**QUOTED PASSAGE**
'''

Studio album by Laura Nyro
- Released: June 1978
- Recorded: Summer 1977 in Danbury, Connecticut
- Genre: Folk; soul;
- Length: 37:13
- Label: Columbia (UK, US)
- Producer: Laura Nyro, Roscoe Harring

Laura Nyro chronology
| Season of Lights (1977) | Nested (1978) | Impressions (1980) |

= Nested =

Nested is the seventh studio album by Bronx-born singer, songwriter, and pianist Laura Nyro. It was released in 1978 on Columbia Records.

Following on from her extensive tour to promote 1976's Smile, which resulted in the 1977 live album Season of Lights, Nyro retreated to her new home in Danbury, Connecticut, where she lived after spending her time in the spotlight in New York City.

Nyro had a studio built at her home and recorded there the songs that comprised Nested. The songs deal with themes such as motherhood and womanhood, and Nyro is notably more relaxed in her singing on the album. The instrumentation is laid back and smooth, similar to that of Smile, but perhaps less jazz-inspired and more melodic. Nyro was assisted in production by Roscoe Harring, while Dale and Pop Ashby were chief engineers.

'''

**COMPLETE THE FOLLOWING**
a - Answer these questions from the article on Nested:
(i) In what town and season was Nested recorded?
(ii) Which live album resulted from the tour promoting Smile?
(iii) Who were the chief engineers on Nested?
b - Pick up the article on Nested after its final sentence and continue it in the same encyclopedic register.

**SUPPLIED MATERIAL**
'''

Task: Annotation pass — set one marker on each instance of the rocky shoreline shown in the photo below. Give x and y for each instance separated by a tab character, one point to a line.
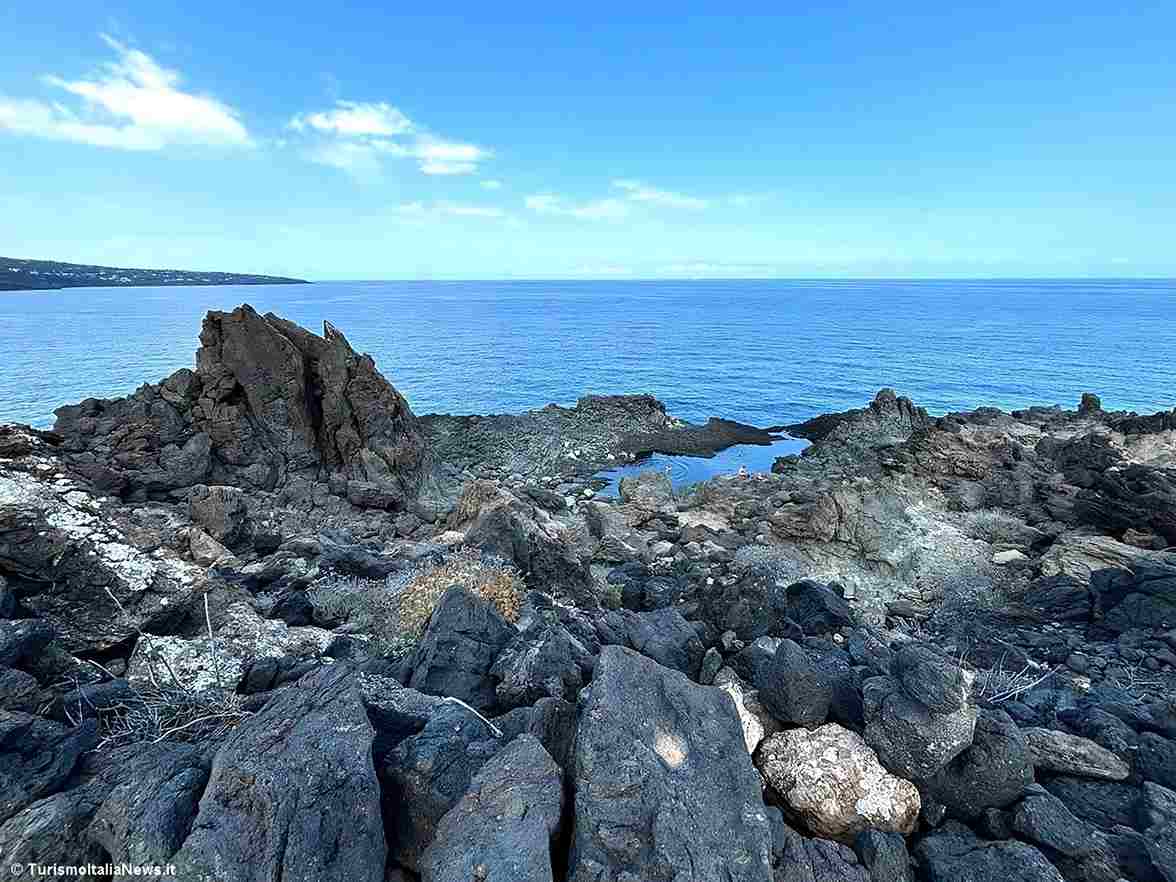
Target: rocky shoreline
262	621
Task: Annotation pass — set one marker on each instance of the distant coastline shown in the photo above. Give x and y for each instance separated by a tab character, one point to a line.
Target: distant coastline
49	275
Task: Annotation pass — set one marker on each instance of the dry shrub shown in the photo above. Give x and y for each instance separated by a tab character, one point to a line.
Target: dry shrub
487	578
164	713
474	498
395	610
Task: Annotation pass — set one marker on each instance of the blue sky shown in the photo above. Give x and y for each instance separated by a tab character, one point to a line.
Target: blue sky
349	140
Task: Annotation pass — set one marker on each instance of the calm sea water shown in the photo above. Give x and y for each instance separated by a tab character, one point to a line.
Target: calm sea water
762	352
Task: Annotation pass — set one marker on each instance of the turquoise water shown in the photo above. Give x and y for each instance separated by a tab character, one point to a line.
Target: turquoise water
686	470
762	352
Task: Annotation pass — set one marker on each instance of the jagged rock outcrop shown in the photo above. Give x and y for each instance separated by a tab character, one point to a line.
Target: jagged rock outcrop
267	401
81	566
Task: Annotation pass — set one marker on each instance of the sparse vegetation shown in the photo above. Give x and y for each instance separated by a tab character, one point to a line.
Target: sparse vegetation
782	566
171	713
395	610
999	685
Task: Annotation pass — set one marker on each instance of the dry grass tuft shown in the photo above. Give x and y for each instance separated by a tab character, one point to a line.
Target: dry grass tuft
159	713
396	609
1000	685
487	578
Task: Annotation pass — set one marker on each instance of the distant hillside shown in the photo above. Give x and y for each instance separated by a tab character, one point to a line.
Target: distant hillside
41	274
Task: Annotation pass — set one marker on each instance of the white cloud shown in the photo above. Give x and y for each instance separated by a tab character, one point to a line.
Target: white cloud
602	269
448	209
132	104
641	192
355	119
597	209
366	133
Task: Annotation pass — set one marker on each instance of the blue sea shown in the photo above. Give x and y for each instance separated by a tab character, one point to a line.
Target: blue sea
761	352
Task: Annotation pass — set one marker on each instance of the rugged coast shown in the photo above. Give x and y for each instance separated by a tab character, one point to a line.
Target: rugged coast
261	621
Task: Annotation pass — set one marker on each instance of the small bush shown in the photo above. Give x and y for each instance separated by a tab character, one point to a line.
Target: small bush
394	610
783	567
159	713
488	578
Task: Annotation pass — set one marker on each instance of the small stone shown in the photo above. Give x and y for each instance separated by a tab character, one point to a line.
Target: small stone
1073	755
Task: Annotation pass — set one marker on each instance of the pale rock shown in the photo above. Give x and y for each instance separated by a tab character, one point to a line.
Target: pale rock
1008	558
205	549
757	723
242	639
832	779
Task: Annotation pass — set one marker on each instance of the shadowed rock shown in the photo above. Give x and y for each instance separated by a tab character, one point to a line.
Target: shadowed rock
663	786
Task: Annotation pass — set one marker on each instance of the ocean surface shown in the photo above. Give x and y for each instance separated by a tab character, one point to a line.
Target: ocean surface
761	352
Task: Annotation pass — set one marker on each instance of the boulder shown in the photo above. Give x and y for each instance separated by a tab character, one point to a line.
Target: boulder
817	608
394	710
753	607
815	860
221	512
48	833
552	721
505	826
1156	760
292	793
794	689
37	757
543	661
267	401
22	640
662	787
955	854
500	523
753	716
463	639
884	855
910	740
648	490
85	573
1066	754
931	679
1140	596
991	773
21	692
832	780
149	800
662	635
1103	803
1043	820
426	774
205	549
242	639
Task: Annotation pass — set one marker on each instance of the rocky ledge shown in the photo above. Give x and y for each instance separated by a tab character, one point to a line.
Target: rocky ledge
260	621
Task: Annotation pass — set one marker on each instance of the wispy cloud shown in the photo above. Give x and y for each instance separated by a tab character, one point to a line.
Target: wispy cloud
132	104
641	192
421	211
358	138
352	119
550	204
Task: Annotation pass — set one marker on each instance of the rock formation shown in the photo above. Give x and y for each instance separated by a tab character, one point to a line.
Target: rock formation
260	621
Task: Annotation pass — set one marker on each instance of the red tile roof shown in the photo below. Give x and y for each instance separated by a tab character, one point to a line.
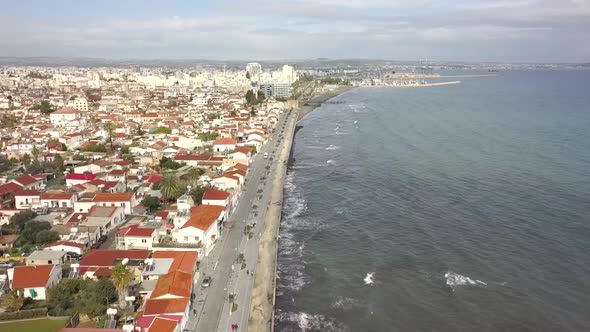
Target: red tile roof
136	231
9	187
112	197
225	141
162	214
67	110
26	180
175	283
153	178
163	325
31	276
57	195
183	260
109	257
165	306
203	216
243	149
215	194
65	243
83	176
25	192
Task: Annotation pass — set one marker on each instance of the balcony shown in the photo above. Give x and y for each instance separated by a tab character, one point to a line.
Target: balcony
173	244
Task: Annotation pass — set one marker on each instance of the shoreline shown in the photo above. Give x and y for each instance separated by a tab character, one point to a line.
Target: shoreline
262	305
318	100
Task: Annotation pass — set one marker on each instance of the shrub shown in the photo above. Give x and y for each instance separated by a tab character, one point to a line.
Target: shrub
24	314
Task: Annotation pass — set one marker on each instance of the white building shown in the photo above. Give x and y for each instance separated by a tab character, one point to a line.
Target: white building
66	117
35	280
79	103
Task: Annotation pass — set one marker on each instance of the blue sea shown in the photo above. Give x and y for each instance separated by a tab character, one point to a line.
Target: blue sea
452	208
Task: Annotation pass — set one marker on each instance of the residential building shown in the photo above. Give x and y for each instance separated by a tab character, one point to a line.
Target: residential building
46	257
35	279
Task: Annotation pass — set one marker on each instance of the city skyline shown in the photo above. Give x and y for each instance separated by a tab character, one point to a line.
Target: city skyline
471	31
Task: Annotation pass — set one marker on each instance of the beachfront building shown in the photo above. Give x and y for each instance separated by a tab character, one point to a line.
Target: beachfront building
34	280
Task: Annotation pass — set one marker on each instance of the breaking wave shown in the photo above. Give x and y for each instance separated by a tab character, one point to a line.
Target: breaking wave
301	321
369	278
344	303
455	280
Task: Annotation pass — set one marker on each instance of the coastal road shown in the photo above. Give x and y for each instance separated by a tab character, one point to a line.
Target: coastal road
220	264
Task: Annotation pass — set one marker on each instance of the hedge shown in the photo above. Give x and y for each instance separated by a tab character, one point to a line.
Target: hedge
24	314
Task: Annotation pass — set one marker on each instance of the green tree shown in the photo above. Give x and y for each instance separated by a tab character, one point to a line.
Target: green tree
152	203
13	301
109	127
261	97
197	194
194	174
58	165
170	187
167	163
18	221
250	97
35	152
46	236
121	278
31	229
163	130
26	159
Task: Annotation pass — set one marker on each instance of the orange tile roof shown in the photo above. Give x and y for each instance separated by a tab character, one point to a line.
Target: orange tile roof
162	325
112	197
177	283
31	276
109	257
183	260
57	195
225	141
215	194
165	306
203	216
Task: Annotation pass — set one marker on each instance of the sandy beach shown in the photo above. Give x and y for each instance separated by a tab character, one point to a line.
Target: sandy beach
263	294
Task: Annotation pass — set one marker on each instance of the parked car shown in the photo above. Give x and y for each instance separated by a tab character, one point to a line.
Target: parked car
206	282
6	265
73	255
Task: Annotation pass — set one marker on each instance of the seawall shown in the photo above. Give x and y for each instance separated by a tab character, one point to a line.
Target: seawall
262	306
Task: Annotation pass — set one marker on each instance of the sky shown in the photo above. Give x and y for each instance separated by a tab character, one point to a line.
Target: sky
452	30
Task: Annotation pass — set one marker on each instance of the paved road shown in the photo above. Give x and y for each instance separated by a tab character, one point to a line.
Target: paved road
221	263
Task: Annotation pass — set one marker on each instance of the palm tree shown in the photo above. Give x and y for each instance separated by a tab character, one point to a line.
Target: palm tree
109	127
194	174
35	152
121	278
26	159
13	301
170	187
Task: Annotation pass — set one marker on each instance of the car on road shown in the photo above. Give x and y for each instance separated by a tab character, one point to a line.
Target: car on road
6	265
206	282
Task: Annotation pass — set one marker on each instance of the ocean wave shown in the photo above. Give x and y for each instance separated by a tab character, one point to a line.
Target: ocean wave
301	321
455	280
344	303
369	278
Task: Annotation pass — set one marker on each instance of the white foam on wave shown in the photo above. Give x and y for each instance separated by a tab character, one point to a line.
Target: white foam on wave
344	303
454	280
369	278
308	322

'''

**THE RESPONSES**
a -
(i) Danbury, Connecticut, in the summer of 1977.
(ii) Season of Lights.
(iii) Dale and Pop Ashby.

b -
Critics praised the album as a melodic return to form, and Nyro supported the album with a solo tour when she was heavily pregnant with her son Gil, who was born two months after the album was released. Despite acclaim and a melodic, arguably more commercial sound, Nested was not a commercial success and became Nyro's first album since her 1967 debut More Than a New Discovery to miss the Billboard 200, then known as the Pop Albums chart.

Such was its commercial failure that for years it remained out of print and is unquestionably Nyro's least-known and most rare studio album. After the birth of her son in August 1978, she retreated once again from the limelight after a three-year return to raise her son. She did not record for another five years, and her recording pattern became increasingly intermittent.

Nested was briefly released on CD in Japan only and was out of print for many years. On April 8, 2008, it was reissued on CD in the US in remastered form by Iconoclassic Records.

Guitars were played by Vinnie Cusano, who later became the guitarist for KISS from 1982 to 1984 under the name Vinnie Vincent.

==Overview==
Nested is the first of two "maternal" Laura Nyro albums, and she appears to revel in her new domesticity. Her marriage had broken down, but she had found love again and the sound is notably more relaxed than before.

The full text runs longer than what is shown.